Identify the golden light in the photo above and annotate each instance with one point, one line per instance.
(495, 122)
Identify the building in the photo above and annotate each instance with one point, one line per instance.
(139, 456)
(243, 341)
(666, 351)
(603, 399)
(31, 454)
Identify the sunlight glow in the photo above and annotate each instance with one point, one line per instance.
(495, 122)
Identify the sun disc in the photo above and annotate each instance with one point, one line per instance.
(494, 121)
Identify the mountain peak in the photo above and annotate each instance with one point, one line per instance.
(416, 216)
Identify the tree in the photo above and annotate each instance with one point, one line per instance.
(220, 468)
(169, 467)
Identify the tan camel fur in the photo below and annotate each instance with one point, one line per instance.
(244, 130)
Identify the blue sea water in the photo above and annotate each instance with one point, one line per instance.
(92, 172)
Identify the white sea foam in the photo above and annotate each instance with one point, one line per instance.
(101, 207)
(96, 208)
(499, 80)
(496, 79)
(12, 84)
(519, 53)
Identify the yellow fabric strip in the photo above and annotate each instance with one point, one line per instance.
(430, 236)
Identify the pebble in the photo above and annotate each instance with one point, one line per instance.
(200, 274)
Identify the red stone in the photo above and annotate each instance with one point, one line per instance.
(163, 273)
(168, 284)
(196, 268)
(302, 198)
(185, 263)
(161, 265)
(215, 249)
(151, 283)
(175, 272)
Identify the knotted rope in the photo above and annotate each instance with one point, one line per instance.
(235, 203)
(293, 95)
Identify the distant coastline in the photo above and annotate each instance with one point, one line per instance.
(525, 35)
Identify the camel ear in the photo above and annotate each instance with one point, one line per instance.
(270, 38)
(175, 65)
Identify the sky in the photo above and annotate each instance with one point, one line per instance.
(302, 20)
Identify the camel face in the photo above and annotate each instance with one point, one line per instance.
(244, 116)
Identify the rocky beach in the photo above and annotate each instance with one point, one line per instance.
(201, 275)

# Task directions
Lay out every line of the records above as a JSON list of strings, one string per line, leaving out blank lines.

# Reply
[
  "Identify the golden light in the photo above and annotate each instance with one point, one line per instance.",
  "(495, 122)",
  "Identify the building in the photo above and annotate each instance with one point, one line per instance.",
  "(139, 456)",
  "(243, 341)",
  "(666, 351)",
  "(603, 399)",
  "(31, 454)",
  "Identify the sunlight glow in the photo above and annotate each instance with one point, one line per instance.",
  "(495, 122)",
  "Identify the sun disc in the photo above and annotate each instance with one point, one line per instance.",
  "(494, 121)",
  "Identify the mountain peak in the photo above and annotate each instance with one point, one line per instance.",
  "(416, 216)",
  "Identify the tree in the photo above and annotate each instance with one point, one line per instance.",
  "(220, 468)",
  "(169, 467)",
  "Identify the tan camel fur in the photo below and annotate each instance with one point, one line per instance.",
  "(244, 130)",
  "Identify the blue sea water in the photo above and annotate each instance with one point, one line per instance.",
  "(92, 172)",
  "Identify the white sea foam in the photo above and annotate each instance with one point, one line per instance.",
  "(101, 207)",
  "(96, 208)",
  "(499, 80)",
  "(496, 79)",
  "(12, 84)",
  "(519, 53)",
  "Identify the yellow fabric strip in the photo above and annotate each instance with one point, one line per instance.",
  "(430, 236)",
  "Identify the pebble in the photo above and annotate each instance with one point, one line per instance.",
  "(200, 274)",
  "Identify the red stone in the photo above and annotate each instance with one point, one line per instance.",
  "(163, 273)",
  "(168, 284)",
  "(196, 268)",
  "(302, 198)",
  "(185, 263)",
  "(161, 265)",
  "(215, 249)",
  "(151, 283)",
  "(175, 272)",
  "Identify the knotted rope in the photo above and annotate each instance with one point, one line per instance.",
  "(235, 203)",
  "(293, 95)",
  "Identify the distant coastline in the photo above and annotate each instance with one point, one line per instance.",
  "(525, 35)",
  "Identify the camel ear in the photo above and annotate each instance with one point, one line per instance.",
  "(270, 38)",
  "(175, 65)",
  "Identify the sky in the photo above and annotate each instance with one point, one line per instance.",
  "(302, 20)",
  "Identify the camel face in the photo above and annotate each instance with one point, one line per instance.",
  "(244, 116)",
  "Identify the rocky beach in the photo above and annotate each instance with one point, one line per instance.",
  "(201, 275)"
]